*ABOUT THIS EXERCISE:*
Repeat the data in full and exactly. Leave the pictures out.
====== PROVIDED MATERIAL
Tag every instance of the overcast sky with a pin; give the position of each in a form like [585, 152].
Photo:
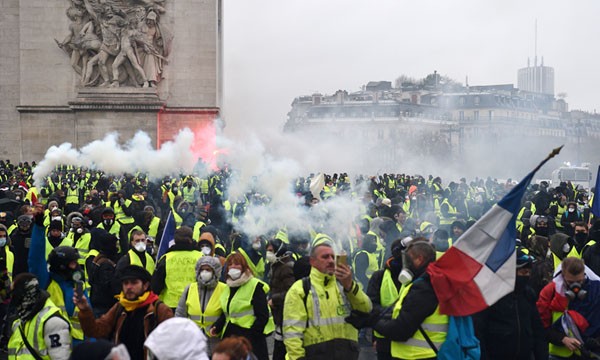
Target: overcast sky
[275, 50]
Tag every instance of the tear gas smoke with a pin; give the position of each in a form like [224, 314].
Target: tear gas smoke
[137, 154]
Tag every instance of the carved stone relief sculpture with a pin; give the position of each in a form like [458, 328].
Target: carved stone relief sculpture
[113, 43]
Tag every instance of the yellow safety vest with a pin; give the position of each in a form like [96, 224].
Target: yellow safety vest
[373, 262]
[33, 329]
[239, 310]
[58, 298]
[134, 259]
[204, 319]
[180, 269]
[435, 326]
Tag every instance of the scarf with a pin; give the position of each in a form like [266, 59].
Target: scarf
[129, 305]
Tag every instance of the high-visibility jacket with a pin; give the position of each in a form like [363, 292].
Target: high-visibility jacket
[120, 215]
[58, 298]
[239, 310]
[33, 329]
[435, 326]
[388, 293]
[180, 271]
[134, 259]
[10, 262]
[318, 317]
[205, 316]
[82, 244]
[373, 262]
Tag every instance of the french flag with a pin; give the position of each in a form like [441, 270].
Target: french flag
[480, 268]
[168, 237]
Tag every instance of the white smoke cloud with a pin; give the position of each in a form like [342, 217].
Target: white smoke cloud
[137, 154]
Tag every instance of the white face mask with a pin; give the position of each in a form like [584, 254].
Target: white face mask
[140, 247]
[271, 257]
[205, 276]
[234, 274]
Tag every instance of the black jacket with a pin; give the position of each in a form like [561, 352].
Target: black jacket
[512, 328]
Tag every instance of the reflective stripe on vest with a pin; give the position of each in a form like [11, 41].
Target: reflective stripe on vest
[34, 332]
[240, 311]
[58, 298]
[212, 311]
[180, 271]
[435, 326]
[557, 350]
[134, 259]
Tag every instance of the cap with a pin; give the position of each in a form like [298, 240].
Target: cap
[135, 272]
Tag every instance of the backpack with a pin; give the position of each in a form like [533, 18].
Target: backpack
[461, 342]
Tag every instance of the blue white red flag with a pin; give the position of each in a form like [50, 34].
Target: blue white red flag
[168, 237]
[596, 202]
[480, 268]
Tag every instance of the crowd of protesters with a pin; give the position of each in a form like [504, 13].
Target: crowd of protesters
[78, 261]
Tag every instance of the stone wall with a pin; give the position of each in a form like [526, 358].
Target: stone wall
[42, 102]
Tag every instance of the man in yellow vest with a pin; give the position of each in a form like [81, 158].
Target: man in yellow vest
[175, 269]
[416, 320]
[314, 311]
[383, 290]
[39, 332]
[200, 300]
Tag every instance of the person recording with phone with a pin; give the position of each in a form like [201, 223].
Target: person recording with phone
[315, 308]
[572, 298]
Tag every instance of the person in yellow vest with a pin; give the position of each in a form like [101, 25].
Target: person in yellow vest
[201, 300]
[383, 290]
[366, 260]
[245, 309]
[175, 269]
[417, 307]
[137, 254]
[315, 309]
[79, 237]
[39, 332]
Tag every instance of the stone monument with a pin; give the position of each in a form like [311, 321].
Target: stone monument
[75, 70]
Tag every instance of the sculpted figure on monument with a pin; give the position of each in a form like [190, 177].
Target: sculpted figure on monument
[117, 42]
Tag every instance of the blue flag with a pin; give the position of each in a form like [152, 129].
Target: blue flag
[596, 202]
[168, 236]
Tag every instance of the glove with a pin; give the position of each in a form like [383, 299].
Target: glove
[360, 319]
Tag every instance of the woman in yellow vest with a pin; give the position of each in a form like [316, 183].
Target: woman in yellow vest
[245, 309]
[201, 300]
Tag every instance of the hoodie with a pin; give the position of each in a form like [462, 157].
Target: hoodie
[177, 339]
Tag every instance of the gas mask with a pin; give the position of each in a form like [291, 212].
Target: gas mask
[140, 246]
[575, 290]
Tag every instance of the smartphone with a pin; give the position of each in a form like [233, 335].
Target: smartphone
[341, 259]
[79, 289]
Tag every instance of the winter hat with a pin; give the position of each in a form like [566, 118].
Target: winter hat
[55, 225]
[177, 339]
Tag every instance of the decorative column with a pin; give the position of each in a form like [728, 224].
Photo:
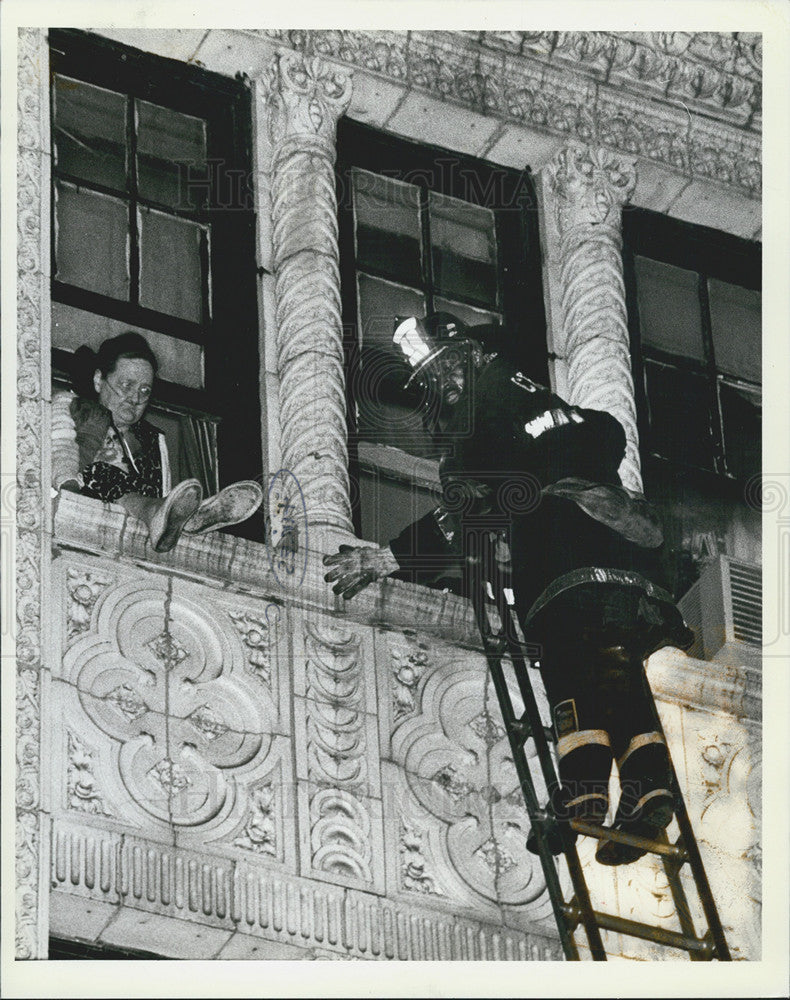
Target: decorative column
[30, 493]
[589, 188]
[305, 98]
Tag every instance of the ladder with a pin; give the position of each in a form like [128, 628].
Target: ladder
[554, 837]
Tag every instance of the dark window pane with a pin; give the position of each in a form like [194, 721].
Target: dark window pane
[379, 302]
[386, 414]
[470, 315]
[389, 503]
[171, 272]
[741, 412]
[388, 232]
[735, 315]
[92, 241]
[89, 128]
[669, 309]
[679, 405]
[179, 360]
[464, 250]
[171, 156]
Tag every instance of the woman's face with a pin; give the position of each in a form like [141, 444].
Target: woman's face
[126, 391]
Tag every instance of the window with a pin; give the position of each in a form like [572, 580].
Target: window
[694, 309]
[423, 230]
[153, 231]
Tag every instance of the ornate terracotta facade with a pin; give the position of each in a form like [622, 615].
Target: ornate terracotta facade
[243, 754]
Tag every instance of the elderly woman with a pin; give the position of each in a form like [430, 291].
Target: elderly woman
[103, 447]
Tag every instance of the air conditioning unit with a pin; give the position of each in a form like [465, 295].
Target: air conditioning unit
[724, 607]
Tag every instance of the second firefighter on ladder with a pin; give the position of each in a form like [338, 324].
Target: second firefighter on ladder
[584, 561]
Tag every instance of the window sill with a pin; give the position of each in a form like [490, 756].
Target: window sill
[238, 565]
[385, 459]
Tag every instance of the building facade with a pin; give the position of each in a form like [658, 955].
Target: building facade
[216, 757]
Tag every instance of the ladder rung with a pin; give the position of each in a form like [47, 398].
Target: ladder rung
[523, 730]
[632, 928]
[674, 851]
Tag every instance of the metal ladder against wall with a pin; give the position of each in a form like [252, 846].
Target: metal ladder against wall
[549, 832]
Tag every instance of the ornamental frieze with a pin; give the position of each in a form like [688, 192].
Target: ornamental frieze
[691, 101]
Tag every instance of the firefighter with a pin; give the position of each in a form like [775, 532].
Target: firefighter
[583, 560]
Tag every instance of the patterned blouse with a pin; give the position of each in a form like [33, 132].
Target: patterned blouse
[117, 469]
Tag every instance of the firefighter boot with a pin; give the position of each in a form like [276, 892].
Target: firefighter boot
[646, 803]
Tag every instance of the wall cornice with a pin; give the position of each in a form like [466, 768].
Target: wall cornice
[237, 565]
[689, 101]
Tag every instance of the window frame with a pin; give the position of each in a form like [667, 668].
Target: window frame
[710, 253]
[467, 178]
[229, 333]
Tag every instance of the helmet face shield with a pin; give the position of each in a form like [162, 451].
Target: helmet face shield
[422, 349]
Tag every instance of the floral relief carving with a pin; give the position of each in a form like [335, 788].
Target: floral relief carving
[568, 82]
[307, 95]
[456, 760]
[32, 543]
[413, 874]
[83, 794]
[258, 637]
[409, 664]
[162, 683]
[84, 590]
[260, 829]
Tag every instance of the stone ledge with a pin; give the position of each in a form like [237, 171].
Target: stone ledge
[241, 566]
[238, 565]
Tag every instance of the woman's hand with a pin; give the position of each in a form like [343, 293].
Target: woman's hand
[355, 567]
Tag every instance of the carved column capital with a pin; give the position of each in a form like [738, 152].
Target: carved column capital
[590, 186]
[303, 101]
[306, 98]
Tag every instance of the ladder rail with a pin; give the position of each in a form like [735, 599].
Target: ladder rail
[494, 659]
[482, 567]
[690, 845]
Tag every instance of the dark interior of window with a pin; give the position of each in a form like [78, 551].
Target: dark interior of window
[423, 229]
[153, 230]
[694, 309]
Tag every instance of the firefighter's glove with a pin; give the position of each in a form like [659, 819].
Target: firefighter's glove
[353, 568]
============
*RESPONSE:*
Tag every instance of the overcast sky with a pin; give the position of each in a form like [585, 152].
Photo:
Target: overcast sky
[275, 50]
Tag every instance of the tear gas smoke with a pin; give the position of each in a form like [224, 314].
Target: tear gas smoke
[137, 154]
Tag every instance of the carved stone relief sculpture with a pin; give the position of each in a form like [458, 328].
Target: carved stone relief sculpture
[113, 43]
Tag every instance of the yellow safety vest with a pin; give the position of each in a form like [96, 224].
Target: yellow safety vest
[373, 262]
[33, 329]
[239, 310]
[58, 298]
[134, 259]
[204, 319]
[180, 269]
[435, 326]
Tag every instance of the scarf with a pin; give the position of each in a form like [266, 59].
Target: scarf
[129, 305]
Tag every instance of the high-visibility jacket with a pin; give the position of each in a form like [363, 292].
Target: high-visibility jacket
[120, 215]
[58, 298]
[239, 310]
[33, 329]
[435, 326]
[388, 293]
[180, 271]
[134, 259]
[10, 262]
[318, 317]
[205, 316]
[82, 244]
[373, 262]
Tag every instance of the french flag with a pin; give the position of each in a form like [441, 270].
Target: french flag
[480, 268]
[168, 237]
Tag every instance of the white smoke cloud with a pin; give the position of each in a form like [342, 217].
Target: white smoke cloud
[137, 154]
Tag every instance of the white face mask with a pin; give the position of each in a form like [584, 254].
Target: white face mask
[140, 247]
[271, 257]
[205, 276]
[234, 274]
Tag every instance of the black jacket with a pin; give the position of each in a form like [561, 352].
Target: black jacket
[512, 328]
Tag every instance of the reflective stripe on vest with a pin; give the position of each in a form like [11, 41].
Target: reflective stripe on vest
[34, 332]
[240, 311]
[58, 298]
[212, 311]
[180, 271]
[435, 326]
[557, 350]
[134, 259]
Tag every instance of the cap with a pin; give the position of each in a form like [298, 240].
Target: cap
[135, 272]
Tag every instance of the backpack with a pin; give the position of each in a form like [533, 18].
Target: backpack
[461, 342]
Tag every instance of the blue white red flag with a pin; give the position of each in a form like [50, 34].
Target: blue white red flag
[168, 237]
[596, 202]
[480, 268]
Tag every instance of the crowd of protesters with a pin; give the position of each in a form like [504, 13].
Target: crowd of protesters
[78, 261]
Tag every instance of the stone wall with a pin; give the position of each in a form like [526, 358].
Target: stone wall
[42, 102]
Tag every instance of the man in yellow vest with a pin; give the position of each in a form like [81, 158].
Target: man in yellow vest
[175, 269]
[416, 320]
[314, 311]
[383, 290]
[39, 332]
[200, 300]
Tag every instance of the person recording with phone with a pin; give the position of each in a form like [201, 223].
Target: person recording with phone
[315, 308]
[572, 298]
Tag every instance of the person in yellow vest with a pin; give the position of each in a form like [101, 25].
Target: person in yellow vest
[201, 300]
[383, 290]
[366, 260]
[245, 309]
[175, 269]
[417, 307]
[137, 254]
[315, 309]
[79, 237]
[39, 332]
Tag every instance of the stone monument with a pin; give the position of each in a form like [311, 321].
Target: stone monument
[75, 70]
Tag every instance of the sculpted figure on monument with a pin; give the position of each in a form like [190, 177].
Target: sculpted figure on monument
[117, 42]
Tag every instance of the blue flag with a pin; give the position of each in a form like [152, 129].
Target: blue flag
[596, 202]
[168, 236]
Tag every instance of the glove with a pin; give the position of each in a form like [383, 299].
Target: glove
[360, 319]
Tag every instance of the woman in yellow vest with a pin; give the position of each in a form like [316, 183].
Target: woman in yellow vest
[245, 309]
[201, 300]
Tag every instance of the hoodie with a pin; give the position of each in a form like [462, 157].
Target: hoodie
[177, 339]
Tag every instance of the gas mask with a pin; give the position of each in a form like [291, 212].
Target: gas mask
[140, 246]
[575, 290]
Tag every instance of the smartphone with a pin; give the position of each in a form like [233, 335].
Target: smartphone
[341, 259]
[79, 289]
Tag every instance of the winter hat with a pin; give the position of each in a form like [566, 118].
Target: winter hat
[55, 225]
[177, 339]
Tag every instance of the decorative column with a pin; give the position of each in a form like [728, 224].
Photo:
Target: decorative column
[30, 493]
[589, 188]
[305, 98]
Tag every instance of the ladder with a pin; give the position of each in a form like [128, 628].
Target: ladder
[554, 837]
Tag every instance of the dark window pane with a pin; give the position of each in a form like [194, 721].
Target: dark window pane
[379, 302]
[386, 414]
[470, 315]
[389, 503]
[171, 272]
[741, 412]
[388, 232]
[735, 315]
[92, 241]
[89, 128]
[669, 309]
[679, 405]
[179, 360]
[464, 250]
[171, 156]
Tag every instance of the woman's face with a pin; give the position of each in a form like [141, 444].
Target: woman's face
[126, 391]
Tag every instance of the window with a pin; give the position of each in a form like [572, 580].
Target: window
[694, 309]
[423, 230]
[153, 231]
Tag every instance of the ornate terracotta facade with a pin; give the position of each in a form like [622, 615].
Target: ornate terracotta facade
[243, 754]
Tag every instance of the elderly woman with a pin; give the position of each in a form like [430, 291].
Target: elderly woman
[103, 447]
Tag every instance of the air conditioning unit with a pin; give the position of each in a form like [465, 295].
Target: air conditioning unit
[724, 607]
Tag every instance of the second firefighter on ladder with a pin; give the position of each in a form like [338, 324].
Target: second firefighter on ladder
[584, 561]
Tag every instance of the window sill with a pin; give the position of each in a form like [490, 756].
Target: window sill
[238, 565]
[385, 459]
Tag every instance of the building facade with a pin; give the position of each in a form like [658, 955].
Target: building facade
[216, 757]
Tag every instance of the ladder rung with a pin; give the position of each in a form like [47, 398].
Target: ladder rung
[523, 730]
[632, 928]
[674, 851]
Tag every instance of the metal ladder against wall with a pin; give the position of each in a form like [252, 846].
Target: metal ladder against wall
[549, 832]
Tag every instance of the ornamental frieze with a pin; give the position of each in a form like [688, 192].
Target: ornamental frieze
[691, 101]
Tag every instance of the firefighter with a pin; give the position of each in a form like [775, 532].
Target: firefighter
[583, 560]
Tag every instance of the patterned blouse with a pin; give the position of each in a form like [33, 132].
Target: patterned blouse
[117, 469]
Tag every instance of the firefighter boot with a pin; give the position of each in a form like [276, 892].
Target: firefighter boot
[646, 803]
Tag every instance of the wall cornice with a pin; give the position of each in a form like [466, 768].
Target: wall cornice
[237, 565]
[689, 101]
Tag every instance of the window frame with a pin; give the position of each in a form like [667, 668].
Target: window frame
[710, 253]
[467, 178]
[229, 333]
Tag every instance of the helmet face shield with a pin; give the position of each in a form like [162, 451].
Target: helmet face shield
[422, 349]
Tag every instance of the floral relief carving with a pin; give the position of each in a form like [335, 788].
Target: floral relief carving
[568, 82]
[307, 95]
[456, 760]
[32, 543]
[413, 874]
[83, 794]
[258, 637]
[409, 664]
[162, 683]
[84, 590]
[260, 829]
Tag every instance of the stone ledge with a pin; give the position of each in a form like [237, 171].
Target: stone ledge
[241, 566]
[238, 565]
Tag every instance of the woman's hand with a pin; give the position of each in a form like [343, 293].
Target: woman's hand
[355, 567]
Tag every instance of the carved column capital with a pin; give the position of each in a form like [738, 152].
Target: carved column capital
[590, 186]
[303, 101]
[306, 98]
Tag every instance of the ladder rail with a pin; give the position of each in a form like [735, 599].
Target: ladder rail
[494, 659]
[482, 567]
[690, 845]
Tag every instance of the dark interior of window with a pin; give the position of each in a form like [78, 551].
Target: dark interior of window
[423, 229]
[153, 230]
[694, 309]
Tag every instance of the firefighter's glove with a pin; give the position of each in a form like [659, 819].
Target: firefighter's glove
[353, 568]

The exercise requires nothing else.